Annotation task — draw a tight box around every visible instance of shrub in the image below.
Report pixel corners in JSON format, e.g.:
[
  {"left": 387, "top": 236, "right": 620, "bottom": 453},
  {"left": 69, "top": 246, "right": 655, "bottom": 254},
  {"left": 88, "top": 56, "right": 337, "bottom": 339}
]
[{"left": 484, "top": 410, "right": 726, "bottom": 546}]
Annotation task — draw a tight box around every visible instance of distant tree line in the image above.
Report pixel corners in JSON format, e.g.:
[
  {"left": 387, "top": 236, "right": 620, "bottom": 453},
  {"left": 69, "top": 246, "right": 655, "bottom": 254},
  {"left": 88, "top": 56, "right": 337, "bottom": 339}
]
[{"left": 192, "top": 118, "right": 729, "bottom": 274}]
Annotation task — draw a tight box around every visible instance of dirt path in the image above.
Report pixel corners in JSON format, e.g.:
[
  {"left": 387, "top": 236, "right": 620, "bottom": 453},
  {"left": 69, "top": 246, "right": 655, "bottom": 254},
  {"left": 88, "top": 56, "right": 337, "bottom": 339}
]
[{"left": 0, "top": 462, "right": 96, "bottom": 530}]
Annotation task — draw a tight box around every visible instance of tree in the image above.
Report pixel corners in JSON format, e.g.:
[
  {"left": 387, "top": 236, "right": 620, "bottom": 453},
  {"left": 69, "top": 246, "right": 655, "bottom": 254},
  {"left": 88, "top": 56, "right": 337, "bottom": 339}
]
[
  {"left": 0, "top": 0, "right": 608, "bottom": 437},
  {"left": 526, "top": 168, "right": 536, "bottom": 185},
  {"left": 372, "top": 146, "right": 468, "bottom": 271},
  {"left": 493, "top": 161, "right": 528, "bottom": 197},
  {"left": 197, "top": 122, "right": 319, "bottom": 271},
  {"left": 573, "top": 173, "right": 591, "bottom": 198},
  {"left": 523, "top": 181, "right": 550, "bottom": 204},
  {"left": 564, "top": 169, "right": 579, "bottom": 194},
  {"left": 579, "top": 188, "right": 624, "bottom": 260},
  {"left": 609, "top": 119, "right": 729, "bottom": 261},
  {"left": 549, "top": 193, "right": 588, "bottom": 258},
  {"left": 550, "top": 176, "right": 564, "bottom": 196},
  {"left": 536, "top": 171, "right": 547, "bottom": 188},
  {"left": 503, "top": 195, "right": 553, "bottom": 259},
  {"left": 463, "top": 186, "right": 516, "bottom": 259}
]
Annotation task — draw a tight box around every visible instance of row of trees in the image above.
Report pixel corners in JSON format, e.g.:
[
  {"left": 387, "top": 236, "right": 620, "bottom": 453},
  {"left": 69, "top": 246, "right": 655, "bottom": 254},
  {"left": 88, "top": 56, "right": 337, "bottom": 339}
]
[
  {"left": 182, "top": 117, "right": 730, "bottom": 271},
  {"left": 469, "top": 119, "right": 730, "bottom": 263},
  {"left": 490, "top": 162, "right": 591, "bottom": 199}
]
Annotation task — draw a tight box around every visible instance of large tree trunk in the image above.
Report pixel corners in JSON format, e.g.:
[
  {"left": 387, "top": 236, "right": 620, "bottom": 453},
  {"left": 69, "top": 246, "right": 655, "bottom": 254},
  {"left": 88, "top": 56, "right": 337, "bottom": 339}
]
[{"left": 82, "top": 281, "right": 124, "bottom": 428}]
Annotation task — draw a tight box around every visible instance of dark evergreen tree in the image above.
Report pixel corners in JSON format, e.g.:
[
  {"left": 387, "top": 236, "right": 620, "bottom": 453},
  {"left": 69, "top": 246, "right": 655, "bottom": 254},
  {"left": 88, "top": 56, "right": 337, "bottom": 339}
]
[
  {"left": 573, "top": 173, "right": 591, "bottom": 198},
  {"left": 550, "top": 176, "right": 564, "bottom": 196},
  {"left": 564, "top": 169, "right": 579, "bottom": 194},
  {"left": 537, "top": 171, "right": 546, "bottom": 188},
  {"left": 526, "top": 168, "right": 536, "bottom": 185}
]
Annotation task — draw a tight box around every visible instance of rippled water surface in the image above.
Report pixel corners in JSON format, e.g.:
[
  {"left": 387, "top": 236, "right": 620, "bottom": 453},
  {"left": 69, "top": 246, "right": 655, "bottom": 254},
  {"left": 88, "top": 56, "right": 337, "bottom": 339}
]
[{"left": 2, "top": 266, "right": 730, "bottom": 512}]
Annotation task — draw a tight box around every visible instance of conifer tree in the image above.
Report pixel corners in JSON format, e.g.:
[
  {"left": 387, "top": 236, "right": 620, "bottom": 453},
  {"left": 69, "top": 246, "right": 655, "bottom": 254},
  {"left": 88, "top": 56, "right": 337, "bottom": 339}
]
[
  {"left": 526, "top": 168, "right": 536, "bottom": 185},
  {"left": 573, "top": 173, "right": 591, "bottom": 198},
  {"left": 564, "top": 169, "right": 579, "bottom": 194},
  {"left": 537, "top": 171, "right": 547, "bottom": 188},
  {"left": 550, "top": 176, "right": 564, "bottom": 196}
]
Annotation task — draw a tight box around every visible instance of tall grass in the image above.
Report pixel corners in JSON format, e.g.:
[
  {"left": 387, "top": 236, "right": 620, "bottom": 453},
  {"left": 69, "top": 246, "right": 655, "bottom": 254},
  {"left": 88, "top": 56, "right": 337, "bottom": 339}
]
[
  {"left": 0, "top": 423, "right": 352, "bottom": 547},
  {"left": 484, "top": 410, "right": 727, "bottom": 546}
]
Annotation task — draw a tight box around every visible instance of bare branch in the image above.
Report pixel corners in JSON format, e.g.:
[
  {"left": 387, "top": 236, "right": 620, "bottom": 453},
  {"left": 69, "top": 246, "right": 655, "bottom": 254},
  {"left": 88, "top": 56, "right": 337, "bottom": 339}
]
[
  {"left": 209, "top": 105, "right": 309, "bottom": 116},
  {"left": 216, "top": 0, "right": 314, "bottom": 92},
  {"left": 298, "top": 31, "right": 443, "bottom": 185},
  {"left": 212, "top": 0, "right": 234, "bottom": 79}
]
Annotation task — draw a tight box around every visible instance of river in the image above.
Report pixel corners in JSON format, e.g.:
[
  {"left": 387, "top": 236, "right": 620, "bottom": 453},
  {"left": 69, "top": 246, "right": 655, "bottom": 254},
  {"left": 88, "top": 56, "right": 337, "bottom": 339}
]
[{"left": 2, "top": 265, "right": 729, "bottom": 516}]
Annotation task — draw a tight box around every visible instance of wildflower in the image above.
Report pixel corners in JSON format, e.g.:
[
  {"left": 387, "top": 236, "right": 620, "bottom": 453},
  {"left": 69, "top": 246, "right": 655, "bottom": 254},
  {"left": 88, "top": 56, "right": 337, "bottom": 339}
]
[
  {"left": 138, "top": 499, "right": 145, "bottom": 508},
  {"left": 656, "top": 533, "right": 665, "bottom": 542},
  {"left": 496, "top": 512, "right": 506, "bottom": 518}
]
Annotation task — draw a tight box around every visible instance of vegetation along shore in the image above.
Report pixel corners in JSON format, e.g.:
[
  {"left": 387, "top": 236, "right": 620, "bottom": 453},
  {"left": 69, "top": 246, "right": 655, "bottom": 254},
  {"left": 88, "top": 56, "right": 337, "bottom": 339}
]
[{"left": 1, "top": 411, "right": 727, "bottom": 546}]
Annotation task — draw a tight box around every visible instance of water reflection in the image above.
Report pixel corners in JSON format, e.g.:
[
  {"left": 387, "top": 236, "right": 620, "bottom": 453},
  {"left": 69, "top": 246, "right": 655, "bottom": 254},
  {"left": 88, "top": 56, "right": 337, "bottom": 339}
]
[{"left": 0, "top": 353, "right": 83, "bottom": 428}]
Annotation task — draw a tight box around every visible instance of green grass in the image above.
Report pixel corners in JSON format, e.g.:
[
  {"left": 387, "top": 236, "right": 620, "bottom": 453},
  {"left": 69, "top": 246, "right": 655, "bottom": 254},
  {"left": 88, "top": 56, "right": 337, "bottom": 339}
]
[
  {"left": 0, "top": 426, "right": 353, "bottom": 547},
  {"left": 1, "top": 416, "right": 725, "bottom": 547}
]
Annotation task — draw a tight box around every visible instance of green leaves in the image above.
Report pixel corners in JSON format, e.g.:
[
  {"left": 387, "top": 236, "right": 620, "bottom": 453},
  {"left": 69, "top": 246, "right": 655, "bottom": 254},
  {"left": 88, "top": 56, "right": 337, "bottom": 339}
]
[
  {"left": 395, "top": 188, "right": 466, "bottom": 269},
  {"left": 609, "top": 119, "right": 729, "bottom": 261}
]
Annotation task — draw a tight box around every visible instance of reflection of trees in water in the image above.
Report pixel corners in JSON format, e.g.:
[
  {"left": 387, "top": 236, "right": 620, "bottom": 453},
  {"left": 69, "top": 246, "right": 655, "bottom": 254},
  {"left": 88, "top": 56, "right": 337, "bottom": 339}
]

▶ _Required work_: Which lines in the records above hold the string "reflection"? Copy each of them.

▶ _Solution_:
Annotation task — draw a tight box around every visible instance of water reflection in the image above.
Annotation task — draw a tight box around every visible instance of reflection of trees in water in the image above.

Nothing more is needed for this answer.